Start

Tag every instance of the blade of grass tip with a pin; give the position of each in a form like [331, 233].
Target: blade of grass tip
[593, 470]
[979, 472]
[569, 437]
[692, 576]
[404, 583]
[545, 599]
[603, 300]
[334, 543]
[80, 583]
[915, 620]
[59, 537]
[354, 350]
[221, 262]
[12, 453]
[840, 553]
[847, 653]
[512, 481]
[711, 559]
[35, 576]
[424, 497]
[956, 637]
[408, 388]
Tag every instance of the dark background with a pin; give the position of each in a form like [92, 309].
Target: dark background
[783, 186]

End
Start

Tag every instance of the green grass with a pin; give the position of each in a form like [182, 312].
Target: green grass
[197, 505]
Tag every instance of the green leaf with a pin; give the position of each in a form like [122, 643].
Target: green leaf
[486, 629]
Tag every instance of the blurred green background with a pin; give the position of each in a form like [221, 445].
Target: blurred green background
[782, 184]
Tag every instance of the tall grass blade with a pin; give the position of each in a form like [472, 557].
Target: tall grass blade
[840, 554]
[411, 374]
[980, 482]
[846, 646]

End

Report how many of the lines above contain the string "blurred", matching case exactly, and give only the number.

## FULL OUTPUT
2